(EXERCISE BRIEF):
Select and copy every line below that contains the string "correct". Case counts.
**** INPUT DATA
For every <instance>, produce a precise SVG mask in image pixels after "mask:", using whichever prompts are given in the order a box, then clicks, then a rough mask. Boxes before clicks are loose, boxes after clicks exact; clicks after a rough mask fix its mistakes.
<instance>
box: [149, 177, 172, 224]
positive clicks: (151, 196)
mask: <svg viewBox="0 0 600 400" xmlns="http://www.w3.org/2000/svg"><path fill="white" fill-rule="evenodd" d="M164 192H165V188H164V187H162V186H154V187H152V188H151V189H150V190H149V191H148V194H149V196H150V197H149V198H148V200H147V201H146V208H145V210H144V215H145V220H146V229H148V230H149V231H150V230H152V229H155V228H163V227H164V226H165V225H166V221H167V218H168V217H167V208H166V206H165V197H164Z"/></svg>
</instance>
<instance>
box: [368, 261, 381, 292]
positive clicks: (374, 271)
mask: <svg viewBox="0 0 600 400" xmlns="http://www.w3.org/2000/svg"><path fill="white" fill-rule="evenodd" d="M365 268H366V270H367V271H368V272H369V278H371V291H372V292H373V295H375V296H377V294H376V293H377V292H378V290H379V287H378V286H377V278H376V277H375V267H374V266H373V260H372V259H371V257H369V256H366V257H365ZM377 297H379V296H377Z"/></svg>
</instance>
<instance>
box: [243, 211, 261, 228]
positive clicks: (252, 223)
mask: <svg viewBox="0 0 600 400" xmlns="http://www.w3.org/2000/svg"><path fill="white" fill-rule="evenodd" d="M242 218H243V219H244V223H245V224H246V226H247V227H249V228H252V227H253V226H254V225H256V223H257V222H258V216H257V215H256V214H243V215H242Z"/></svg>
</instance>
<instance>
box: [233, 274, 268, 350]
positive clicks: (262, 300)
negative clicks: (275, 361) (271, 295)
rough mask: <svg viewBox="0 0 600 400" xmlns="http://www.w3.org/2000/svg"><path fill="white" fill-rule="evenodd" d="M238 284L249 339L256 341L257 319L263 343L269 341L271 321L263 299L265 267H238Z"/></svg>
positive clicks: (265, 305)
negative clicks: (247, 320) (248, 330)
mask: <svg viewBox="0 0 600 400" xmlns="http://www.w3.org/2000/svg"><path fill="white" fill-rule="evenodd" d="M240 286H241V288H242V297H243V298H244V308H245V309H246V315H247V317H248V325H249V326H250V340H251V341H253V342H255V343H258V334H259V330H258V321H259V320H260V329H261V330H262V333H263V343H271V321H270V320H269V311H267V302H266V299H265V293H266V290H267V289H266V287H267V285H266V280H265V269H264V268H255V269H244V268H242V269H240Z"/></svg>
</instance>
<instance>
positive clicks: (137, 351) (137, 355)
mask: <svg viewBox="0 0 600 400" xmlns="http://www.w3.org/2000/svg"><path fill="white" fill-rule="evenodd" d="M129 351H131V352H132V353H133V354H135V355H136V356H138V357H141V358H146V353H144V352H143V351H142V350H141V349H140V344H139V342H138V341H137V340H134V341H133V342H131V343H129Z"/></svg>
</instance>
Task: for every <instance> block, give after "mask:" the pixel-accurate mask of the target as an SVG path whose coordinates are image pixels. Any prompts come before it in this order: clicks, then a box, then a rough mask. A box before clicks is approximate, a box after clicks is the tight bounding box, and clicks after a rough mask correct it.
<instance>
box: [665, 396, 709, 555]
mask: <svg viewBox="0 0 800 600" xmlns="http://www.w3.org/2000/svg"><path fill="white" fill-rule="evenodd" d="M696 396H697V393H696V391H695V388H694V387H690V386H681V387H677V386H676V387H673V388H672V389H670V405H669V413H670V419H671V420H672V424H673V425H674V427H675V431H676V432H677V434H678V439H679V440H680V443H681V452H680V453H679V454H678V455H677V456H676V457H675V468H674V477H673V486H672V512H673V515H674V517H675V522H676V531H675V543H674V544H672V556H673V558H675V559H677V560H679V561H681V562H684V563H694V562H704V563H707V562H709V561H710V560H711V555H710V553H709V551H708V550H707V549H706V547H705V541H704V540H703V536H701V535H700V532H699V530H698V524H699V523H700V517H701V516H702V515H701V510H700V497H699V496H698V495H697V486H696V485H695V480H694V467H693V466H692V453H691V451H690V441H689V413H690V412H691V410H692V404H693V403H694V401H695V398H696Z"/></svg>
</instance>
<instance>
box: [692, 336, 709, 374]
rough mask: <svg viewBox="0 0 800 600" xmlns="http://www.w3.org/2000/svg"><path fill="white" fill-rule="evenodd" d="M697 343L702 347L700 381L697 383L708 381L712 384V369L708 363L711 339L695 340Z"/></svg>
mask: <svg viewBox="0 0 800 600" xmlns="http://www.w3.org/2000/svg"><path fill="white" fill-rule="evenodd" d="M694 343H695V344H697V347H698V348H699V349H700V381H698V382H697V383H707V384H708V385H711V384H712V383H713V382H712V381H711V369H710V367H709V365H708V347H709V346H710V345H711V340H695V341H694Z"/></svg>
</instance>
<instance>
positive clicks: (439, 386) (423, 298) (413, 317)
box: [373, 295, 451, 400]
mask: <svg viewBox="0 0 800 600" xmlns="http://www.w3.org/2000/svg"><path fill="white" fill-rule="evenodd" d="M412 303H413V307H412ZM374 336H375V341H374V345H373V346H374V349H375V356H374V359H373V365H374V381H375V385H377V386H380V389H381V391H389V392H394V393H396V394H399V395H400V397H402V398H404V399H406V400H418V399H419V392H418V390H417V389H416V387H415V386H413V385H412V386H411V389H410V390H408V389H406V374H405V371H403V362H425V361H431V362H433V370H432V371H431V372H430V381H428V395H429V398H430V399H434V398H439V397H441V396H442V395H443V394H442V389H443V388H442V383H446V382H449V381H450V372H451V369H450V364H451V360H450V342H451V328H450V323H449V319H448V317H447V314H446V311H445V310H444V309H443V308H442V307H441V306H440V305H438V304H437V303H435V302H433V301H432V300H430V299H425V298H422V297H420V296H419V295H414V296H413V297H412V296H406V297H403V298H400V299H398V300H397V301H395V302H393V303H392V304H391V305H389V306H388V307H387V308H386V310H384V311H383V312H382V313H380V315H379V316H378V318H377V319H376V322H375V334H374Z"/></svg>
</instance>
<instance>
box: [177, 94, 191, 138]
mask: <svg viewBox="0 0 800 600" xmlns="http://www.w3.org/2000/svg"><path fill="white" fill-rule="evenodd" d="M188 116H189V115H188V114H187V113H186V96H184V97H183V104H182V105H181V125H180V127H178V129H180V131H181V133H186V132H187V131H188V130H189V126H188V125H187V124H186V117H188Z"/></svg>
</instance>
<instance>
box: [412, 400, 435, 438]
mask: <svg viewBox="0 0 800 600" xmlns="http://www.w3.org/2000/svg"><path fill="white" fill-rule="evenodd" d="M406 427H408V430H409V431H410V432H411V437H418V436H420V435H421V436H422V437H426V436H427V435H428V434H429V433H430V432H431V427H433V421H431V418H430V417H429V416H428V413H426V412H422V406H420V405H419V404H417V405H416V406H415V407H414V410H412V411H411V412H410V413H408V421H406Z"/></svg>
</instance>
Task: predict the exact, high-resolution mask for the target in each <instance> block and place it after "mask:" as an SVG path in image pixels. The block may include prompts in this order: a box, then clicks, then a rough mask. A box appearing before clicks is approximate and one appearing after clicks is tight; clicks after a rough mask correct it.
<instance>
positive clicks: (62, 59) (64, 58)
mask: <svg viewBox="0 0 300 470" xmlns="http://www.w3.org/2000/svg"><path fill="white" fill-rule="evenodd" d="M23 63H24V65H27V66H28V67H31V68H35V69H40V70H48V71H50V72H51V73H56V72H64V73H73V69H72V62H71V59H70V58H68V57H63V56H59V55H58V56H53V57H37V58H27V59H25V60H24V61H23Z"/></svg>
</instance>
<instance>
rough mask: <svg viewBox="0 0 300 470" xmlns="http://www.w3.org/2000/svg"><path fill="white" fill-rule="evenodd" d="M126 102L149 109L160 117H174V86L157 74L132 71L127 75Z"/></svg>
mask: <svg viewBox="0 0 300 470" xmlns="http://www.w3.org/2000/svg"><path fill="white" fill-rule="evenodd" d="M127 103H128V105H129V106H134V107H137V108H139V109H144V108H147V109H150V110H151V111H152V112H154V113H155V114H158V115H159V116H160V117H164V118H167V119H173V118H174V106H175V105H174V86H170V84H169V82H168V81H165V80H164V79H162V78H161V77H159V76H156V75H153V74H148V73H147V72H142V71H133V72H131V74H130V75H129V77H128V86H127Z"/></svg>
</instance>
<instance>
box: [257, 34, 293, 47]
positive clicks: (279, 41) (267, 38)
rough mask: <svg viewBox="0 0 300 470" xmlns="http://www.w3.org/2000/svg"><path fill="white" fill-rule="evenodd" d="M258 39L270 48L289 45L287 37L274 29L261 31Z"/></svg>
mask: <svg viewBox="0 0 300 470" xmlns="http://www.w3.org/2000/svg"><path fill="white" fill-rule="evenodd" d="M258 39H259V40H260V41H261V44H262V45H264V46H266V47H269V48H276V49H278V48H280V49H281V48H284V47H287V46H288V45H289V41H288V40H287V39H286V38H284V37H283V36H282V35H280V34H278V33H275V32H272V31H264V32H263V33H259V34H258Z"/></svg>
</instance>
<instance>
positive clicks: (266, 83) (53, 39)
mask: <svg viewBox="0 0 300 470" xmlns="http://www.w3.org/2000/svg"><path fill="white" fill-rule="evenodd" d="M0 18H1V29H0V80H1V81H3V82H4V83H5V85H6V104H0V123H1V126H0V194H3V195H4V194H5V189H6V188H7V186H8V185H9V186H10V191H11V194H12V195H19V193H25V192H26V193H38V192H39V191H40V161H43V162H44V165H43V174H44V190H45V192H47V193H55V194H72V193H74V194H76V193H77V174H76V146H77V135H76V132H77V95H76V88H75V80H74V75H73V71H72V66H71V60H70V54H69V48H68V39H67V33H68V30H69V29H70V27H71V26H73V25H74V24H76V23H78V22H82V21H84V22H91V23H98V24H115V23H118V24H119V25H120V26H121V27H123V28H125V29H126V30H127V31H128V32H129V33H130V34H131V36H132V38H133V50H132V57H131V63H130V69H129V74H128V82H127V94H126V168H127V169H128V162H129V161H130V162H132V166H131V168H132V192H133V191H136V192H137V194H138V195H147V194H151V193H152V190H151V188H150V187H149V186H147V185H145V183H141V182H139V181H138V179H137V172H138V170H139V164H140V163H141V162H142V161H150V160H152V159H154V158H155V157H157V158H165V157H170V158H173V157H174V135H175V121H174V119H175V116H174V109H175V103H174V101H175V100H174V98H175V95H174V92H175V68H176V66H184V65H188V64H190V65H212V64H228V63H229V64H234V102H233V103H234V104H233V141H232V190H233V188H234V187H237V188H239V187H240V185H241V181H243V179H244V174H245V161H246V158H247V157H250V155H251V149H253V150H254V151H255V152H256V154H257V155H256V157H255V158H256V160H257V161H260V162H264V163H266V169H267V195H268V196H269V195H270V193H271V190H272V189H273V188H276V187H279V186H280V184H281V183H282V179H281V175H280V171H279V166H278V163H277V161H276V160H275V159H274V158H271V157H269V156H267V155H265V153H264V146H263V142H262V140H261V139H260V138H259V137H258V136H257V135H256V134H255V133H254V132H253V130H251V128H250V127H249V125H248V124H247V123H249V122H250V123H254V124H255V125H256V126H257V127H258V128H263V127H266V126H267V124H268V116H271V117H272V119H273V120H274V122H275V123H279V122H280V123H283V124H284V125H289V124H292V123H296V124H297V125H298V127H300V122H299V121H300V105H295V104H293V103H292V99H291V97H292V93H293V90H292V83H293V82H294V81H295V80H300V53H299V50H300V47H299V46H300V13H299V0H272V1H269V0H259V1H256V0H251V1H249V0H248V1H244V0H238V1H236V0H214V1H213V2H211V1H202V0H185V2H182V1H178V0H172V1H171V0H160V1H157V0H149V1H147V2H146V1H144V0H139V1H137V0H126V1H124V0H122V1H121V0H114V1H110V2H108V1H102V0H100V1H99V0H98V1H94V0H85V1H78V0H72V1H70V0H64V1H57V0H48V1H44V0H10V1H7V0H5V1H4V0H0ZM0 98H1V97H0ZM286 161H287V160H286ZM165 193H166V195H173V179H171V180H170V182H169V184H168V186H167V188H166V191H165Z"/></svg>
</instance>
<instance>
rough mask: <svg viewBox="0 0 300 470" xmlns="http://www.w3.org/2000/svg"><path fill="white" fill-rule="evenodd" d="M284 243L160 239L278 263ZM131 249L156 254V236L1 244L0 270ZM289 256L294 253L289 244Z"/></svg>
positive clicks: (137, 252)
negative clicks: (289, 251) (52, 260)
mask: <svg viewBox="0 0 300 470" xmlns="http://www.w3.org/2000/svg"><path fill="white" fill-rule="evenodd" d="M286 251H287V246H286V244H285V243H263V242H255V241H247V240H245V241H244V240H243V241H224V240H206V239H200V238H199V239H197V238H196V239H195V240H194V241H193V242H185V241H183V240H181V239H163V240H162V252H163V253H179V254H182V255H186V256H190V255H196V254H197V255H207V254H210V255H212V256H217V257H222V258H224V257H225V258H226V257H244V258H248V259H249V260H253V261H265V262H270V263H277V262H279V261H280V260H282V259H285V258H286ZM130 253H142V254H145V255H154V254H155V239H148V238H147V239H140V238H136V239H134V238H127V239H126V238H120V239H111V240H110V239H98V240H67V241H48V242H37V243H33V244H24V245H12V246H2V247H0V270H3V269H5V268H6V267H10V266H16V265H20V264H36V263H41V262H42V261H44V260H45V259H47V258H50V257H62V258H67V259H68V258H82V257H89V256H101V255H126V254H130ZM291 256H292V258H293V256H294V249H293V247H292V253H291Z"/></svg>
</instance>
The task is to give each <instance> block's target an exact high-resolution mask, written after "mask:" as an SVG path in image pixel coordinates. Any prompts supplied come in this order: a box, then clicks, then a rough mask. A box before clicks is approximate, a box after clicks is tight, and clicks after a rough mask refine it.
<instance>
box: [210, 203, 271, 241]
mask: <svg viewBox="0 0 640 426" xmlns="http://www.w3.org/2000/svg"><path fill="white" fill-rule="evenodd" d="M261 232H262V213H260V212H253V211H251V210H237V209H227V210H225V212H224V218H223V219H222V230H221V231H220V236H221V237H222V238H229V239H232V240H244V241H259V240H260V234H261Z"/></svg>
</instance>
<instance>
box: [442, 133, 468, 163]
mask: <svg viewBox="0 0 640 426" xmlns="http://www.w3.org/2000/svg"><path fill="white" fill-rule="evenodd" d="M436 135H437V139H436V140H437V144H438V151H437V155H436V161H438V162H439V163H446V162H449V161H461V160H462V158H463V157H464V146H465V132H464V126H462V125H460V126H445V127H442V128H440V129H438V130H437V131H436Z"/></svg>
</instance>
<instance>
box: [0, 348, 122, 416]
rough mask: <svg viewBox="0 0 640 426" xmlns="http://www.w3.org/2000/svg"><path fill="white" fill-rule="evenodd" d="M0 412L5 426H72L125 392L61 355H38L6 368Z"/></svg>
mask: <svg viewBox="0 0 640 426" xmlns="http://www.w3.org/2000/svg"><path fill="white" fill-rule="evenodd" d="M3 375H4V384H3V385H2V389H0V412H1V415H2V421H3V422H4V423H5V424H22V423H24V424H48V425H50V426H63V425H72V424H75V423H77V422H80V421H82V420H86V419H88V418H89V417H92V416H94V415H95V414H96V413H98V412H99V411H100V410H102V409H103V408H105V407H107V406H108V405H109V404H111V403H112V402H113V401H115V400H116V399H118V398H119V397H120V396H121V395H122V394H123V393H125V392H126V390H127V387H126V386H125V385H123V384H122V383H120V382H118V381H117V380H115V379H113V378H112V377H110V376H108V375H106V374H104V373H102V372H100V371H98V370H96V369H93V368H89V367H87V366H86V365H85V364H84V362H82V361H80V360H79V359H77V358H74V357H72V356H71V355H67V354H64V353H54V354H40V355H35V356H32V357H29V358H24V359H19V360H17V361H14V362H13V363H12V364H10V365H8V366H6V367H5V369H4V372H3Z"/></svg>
********
(TASK RESULT):
Task: for every <instance> block, give after "mask:" the pixel-accurate mask of the target as an SVG path whose coordinates are image pixels. Any prompts come before it in this order: clicks, then a box, then a rough mask. A box before clicks is approximate, a box after clicks is the tight bounding box, and clicks after a rough mask correct it.
Task: predict the exact, high-resolution mask for the target in each <instance> block and place it after "mask:" as an SVG path in image pixels. The block may include prompts in this order: a box, then clicks, then a rough mask. A box appearing before clicks is approximate and one appearing after clicks is tight; clicks after a rough mask correct it.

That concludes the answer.